__TAREFA PROPOSTA 1__.
Segundo o excerto selecionado, em que mês e ano surgiu a versão portuguesa do livro?
====== EXCERTO SELECIONADO ======
Livros que deixei a meio (17)

Pedro Correia, 15.02.14

 

 

HARRY POTTER E A PEDRA FILOSOFAL

de J. K. Rowling

 

Os primeiros artigos que li na imprensa britânica, vai fazer 17 anos, deixaram-me de sobreaviso: estávamos perante um verdadeiro fenómeno literário. Nada a ver com a subliteratura de um Dan Brown, que estaria em foco vários anos depois, mas com a recuperação de um certo imaginário infanto-juvenil que durante demasiado tempo andou arredado dos escaparates. Tomei nota do sucinto nome da autora, que não tardaria a revelar-se uma celebridade à escala mundial: J. K. Rowling. E senti a curiosidade aguçar-se a cada nova crítica em inglês que ia descobrindo: Harry Potter relançava, actualizando-as, velhas tradições literárias entretanto caídas em desuso -- a feitiçaria, o exotérico, o extra-racional -- cruzando-as habilmente com o encantatório mundo das crianças.

Assim nos garantiam sisudos críticos rendidos ao fenómeno.

Ainda antes de a conhecer, já eu equiparava Rowling a Steven Spielberg. O que este conseguira na Sétima Arte, voltando a dar glamour ao antigo cinema de aventuras, povoado de heróis e vilões em estado puro, concretizava-o ela na literatura, abraçando sem complexos convenções de género num mundo romanesco que novamente se dividia entre bons e maus, para além dos dogmas contemporâneos impostos pela correcção política e por uma leitura estritamente racional da existência humana, descrente de bruxas, duendes e fadas.

 

Harry Potter and the Philosopher's Stone, lançado no Reino Unido em 1997, tornou-se um estrondoso sucesso à escala planetária a partir do final do ano seguinte, quando surgiu a edição norte-americana, forçando o New York Times a introduzir um quadro dedicado a livros infantis nas suas listas das obras mais procuradas pelos leitores.

A versão portuguesa também não demorou muito: surgiu em Outubro de 1999, com a chancela da Editorial Presença, que aqui encontrou um filão de ouro.

Apressei-me a comprar um exemplar -- dizendo a mim próprio que o fazia não para mim mas para a minha filha Joana, então com seis anos. Dentro de algum tempo, não muito, ela gostaria certamente de ler a obra. Faz parte dos deveres da paternidade: nada como encaminhar as crianças, na idade certa, para livros de que gostem -- com o nobre intuito de estimular nelas a apetência pela leitura.

Atingiria o meu objectivo?

 

Enquanto a dúvida subsistia -- algo compreensível, pois a minha irrequieta herdeira mal começara a juntar as primeiras letras -- abri o volume de 255 páginas, dispondo-me a regressar às minhas tardes infantis de leitor de Enid Blyton (Nódi, Os Sete e Os Cinco), da Colecção Manecas, da Colecção Histórias, das aventuras da Dona Redonda, de Emílio e os Detectives, Blake & Mortimer, Tintim, Batman e Texas Jack.
====== DADOS EXTRAÍDOS ======
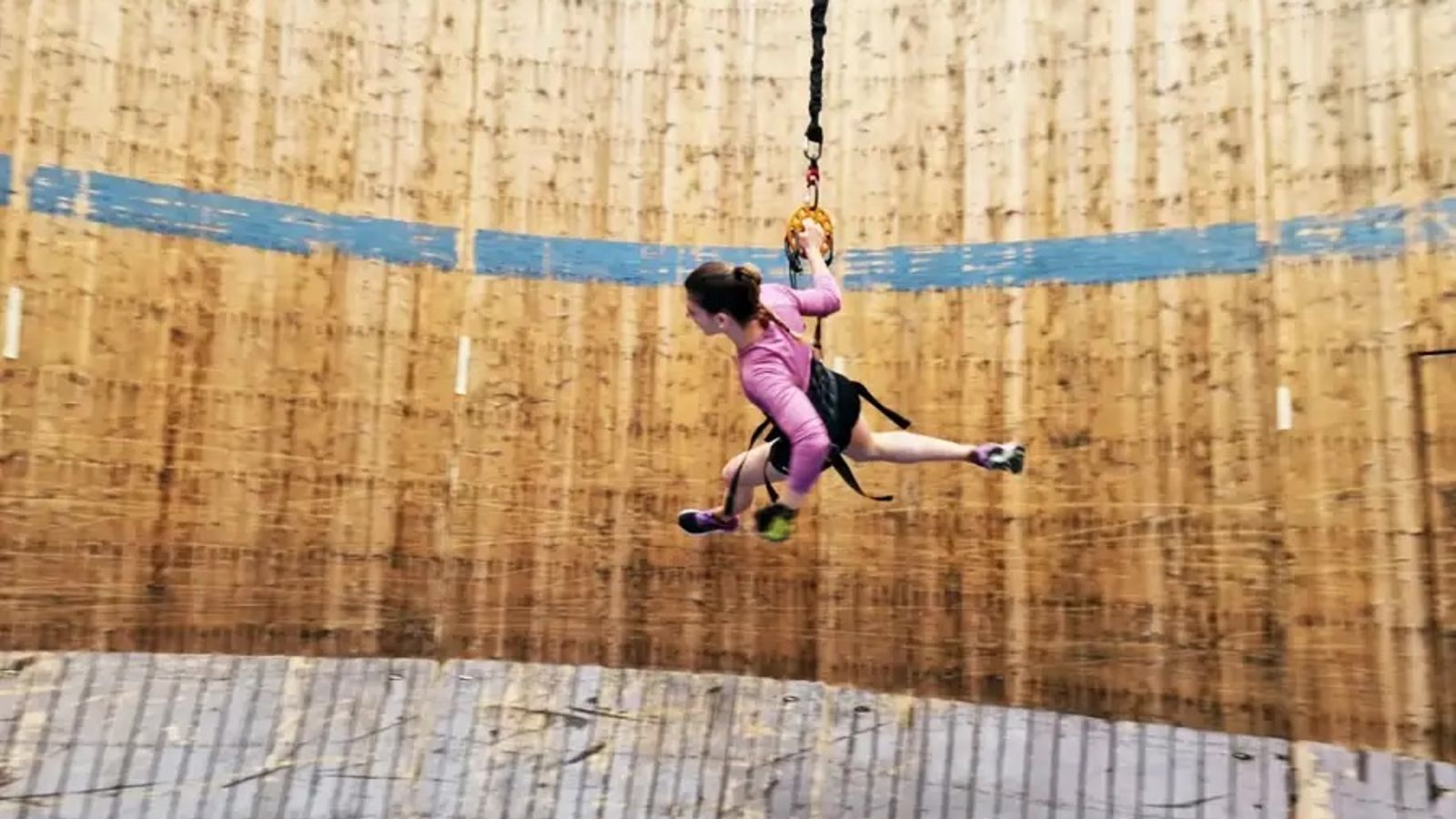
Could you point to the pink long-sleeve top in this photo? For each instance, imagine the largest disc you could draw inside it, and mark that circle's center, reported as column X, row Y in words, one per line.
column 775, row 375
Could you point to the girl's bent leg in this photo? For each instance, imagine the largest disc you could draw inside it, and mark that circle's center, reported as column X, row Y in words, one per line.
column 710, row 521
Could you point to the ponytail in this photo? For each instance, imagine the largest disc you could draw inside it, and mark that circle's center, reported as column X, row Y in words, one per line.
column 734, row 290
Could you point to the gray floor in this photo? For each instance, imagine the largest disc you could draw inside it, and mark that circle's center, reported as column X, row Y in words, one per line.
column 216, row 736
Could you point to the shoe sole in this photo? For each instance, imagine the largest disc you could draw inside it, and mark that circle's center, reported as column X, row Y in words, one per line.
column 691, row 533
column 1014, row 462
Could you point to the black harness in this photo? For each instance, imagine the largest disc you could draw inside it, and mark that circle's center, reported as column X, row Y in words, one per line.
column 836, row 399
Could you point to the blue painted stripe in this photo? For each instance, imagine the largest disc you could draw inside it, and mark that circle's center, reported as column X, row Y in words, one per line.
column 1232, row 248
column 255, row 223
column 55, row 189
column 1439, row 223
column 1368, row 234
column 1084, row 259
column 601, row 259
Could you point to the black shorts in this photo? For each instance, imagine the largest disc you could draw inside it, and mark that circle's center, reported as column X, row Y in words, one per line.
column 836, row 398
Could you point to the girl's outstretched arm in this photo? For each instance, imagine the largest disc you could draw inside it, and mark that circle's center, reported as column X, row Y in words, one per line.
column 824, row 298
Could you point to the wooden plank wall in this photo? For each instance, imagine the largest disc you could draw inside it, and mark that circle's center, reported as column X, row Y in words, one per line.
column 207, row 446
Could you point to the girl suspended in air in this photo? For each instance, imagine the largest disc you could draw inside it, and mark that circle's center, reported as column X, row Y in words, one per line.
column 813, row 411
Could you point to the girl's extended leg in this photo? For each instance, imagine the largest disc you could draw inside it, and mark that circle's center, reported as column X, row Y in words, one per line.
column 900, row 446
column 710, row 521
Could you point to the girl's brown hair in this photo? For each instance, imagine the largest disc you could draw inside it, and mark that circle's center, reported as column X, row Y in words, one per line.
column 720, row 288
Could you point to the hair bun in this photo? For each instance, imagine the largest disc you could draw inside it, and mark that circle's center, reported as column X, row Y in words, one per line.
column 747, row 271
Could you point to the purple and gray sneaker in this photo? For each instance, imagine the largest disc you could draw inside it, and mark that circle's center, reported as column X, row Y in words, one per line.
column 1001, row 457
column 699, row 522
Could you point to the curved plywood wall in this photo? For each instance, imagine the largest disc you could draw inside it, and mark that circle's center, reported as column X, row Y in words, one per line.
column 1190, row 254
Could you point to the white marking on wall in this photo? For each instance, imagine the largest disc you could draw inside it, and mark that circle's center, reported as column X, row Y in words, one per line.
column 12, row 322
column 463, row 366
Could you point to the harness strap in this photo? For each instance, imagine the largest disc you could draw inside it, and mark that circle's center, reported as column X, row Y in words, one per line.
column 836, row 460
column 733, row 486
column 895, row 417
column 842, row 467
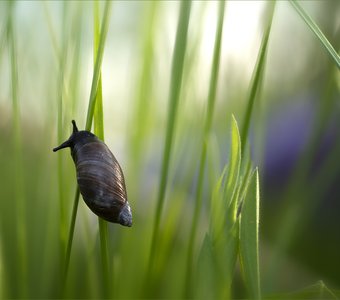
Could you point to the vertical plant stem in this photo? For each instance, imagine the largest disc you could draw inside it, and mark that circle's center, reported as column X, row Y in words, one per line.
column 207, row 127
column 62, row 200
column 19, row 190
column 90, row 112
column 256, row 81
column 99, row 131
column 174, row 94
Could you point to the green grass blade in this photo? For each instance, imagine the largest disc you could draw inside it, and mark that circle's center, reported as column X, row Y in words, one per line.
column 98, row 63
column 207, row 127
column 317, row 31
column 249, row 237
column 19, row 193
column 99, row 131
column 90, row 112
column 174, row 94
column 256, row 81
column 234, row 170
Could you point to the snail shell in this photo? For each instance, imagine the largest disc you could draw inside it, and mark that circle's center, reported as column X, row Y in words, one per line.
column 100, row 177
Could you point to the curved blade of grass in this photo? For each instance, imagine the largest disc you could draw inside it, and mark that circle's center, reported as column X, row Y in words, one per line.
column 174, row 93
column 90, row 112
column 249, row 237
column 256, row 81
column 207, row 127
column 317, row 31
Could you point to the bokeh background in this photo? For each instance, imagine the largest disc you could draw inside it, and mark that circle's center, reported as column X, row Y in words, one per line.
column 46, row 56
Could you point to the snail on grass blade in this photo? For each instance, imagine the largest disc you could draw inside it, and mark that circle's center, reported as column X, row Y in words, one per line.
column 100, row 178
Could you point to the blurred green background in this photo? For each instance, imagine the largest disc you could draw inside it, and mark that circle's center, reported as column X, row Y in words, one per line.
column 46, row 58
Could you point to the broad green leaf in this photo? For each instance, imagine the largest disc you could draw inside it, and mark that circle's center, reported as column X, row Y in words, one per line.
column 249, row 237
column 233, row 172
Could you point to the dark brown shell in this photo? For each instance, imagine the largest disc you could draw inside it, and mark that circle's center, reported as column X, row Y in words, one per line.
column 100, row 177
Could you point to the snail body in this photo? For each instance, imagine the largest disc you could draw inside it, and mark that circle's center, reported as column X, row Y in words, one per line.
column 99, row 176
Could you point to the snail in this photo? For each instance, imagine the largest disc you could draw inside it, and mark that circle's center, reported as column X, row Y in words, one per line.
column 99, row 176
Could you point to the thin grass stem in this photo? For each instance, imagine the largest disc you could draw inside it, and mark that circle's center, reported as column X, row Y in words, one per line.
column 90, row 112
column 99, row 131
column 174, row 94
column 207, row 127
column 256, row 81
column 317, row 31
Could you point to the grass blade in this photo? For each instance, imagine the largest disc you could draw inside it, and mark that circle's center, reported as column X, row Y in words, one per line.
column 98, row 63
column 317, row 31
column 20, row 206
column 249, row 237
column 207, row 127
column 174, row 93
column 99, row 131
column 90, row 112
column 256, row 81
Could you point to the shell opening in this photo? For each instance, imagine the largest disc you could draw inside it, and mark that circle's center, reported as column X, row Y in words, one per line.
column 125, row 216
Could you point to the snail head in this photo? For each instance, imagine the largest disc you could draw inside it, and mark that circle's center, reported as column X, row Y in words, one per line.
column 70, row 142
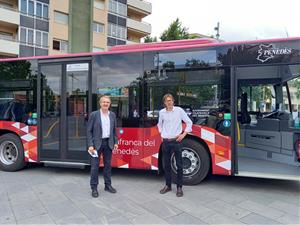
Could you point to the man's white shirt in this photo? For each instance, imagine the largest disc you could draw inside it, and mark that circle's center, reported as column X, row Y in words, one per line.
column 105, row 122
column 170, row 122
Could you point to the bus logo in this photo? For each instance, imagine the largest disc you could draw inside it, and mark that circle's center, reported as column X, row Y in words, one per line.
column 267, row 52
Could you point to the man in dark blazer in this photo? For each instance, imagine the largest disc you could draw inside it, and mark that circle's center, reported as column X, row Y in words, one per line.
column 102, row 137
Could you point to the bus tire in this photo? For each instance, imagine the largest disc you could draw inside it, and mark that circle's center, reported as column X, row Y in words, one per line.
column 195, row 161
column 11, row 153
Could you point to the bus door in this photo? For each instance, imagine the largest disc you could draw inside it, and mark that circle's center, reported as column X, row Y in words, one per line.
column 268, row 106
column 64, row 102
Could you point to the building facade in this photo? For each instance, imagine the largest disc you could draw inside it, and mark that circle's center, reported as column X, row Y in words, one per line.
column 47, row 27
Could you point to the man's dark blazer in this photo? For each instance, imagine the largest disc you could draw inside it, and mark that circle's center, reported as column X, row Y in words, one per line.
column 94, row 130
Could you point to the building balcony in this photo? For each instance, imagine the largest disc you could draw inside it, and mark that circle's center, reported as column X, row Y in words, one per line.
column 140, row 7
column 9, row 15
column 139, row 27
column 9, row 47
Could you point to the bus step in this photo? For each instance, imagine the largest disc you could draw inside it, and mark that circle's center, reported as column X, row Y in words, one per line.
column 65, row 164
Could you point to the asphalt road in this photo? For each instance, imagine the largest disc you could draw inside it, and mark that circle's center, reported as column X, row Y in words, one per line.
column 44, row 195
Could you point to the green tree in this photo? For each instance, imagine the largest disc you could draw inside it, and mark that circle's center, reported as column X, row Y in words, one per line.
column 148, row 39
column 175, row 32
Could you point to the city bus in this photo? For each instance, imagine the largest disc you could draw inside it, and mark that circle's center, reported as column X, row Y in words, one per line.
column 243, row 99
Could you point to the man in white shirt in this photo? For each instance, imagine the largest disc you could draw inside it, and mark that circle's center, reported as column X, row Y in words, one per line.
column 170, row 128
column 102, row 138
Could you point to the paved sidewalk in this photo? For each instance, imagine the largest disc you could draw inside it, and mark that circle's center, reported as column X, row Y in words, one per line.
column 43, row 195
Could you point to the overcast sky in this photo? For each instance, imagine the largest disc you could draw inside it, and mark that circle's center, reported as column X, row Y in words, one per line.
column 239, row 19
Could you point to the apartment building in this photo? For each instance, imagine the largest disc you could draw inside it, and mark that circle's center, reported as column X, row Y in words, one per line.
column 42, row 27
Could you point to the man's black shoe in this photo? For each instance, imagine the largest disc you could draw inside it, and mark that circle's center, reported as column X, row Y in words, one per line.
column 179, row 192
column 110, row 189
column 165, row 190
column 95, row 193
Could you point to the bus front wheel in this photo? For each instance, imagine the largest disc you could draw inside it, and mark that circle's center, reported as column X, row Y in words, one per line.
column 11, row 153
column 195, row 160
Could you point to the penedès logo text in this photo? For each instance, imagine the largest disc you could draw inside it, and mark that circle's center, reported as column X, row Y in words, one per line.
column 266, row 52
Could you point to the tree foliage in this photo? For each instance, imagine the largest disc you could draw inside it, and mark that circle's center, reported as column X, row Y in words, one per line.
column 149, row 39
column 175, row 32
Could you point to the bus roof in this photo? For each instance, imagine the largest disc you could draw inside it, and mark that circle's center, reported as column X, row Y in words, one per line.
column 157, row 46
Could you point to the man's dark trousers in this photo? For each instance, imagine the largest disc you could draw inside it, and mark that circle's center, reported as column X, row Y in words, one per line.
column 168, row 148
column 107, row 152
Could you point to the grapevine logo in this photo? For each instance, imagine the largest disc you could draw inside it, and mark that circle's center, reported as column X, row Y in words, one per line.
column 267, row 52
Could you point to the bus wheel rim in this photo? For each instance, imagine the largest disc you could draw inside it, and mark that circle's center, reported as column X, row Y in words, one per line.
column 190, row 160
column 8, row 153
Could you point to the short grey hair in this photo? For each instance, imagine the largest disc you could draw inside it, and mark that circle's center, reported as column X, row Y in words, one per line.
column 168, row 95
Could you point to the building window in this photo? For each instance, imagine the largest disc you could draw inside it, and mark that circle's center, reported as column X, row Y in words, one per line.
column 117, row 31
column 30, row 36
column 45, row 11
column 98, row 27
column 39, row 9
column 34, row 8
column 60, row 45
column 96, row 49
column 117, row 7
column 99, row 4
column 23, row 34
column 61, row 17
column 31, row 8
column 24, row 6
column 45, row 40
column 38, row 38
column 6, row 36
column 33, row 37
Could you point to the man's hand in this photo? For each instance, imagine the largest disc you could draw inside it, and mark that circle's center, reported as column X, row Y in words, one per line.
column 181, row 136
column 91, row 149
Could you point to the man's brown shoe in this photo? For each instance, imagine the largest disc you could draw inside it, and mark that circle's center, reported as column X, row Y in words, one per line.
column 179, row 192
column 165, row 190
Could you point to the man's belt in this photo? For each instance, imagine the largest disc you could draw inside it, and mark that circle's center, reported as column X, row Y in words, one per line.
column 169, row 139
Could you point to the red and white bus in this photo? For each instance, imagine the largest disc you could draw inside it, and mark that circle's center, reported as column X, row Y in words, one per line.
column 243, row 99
======
__TAREFA PROPOSTA 2__.
Transcreva tal e qual as linhas da listagem, desde a linha que contém "Could you point to the man's dark blazer" até à linha que contém "column 44, row 195", ambas incluídas.

__RESPOSTA COMPLETA 1__.
Em outubro de 1999.

__RESPOSTA COMPLETA 2__.
Could you point to the man's dark blazer in this photo? For each instance, imagine the largest disc you could draw inside it, and mark that circle's center, reported as column X, row Y in words, one per line.
column 94, row 130
Could you point to the building balcony in this photo? For each instance, imagine the largest disc you could draw inside it, and mark that circle's center, reported as column X, row Y in words, one per line.
column 140, row 7
column 9, row 15
column 139, row 27
column 9, row 47
Could you point to the bus step in this photo? For each instance, imagine the largest disc you could draw inside it, and mark that circle's center, reported as column X, row Y in words, one per line.
column 65, row 164
Could you point to the asphalt road in this photo? For each instance, imagine the largest disc you could draw inside it, and mark that circle's center, reported as column X, row Y in words, one per line.
column 44, row 195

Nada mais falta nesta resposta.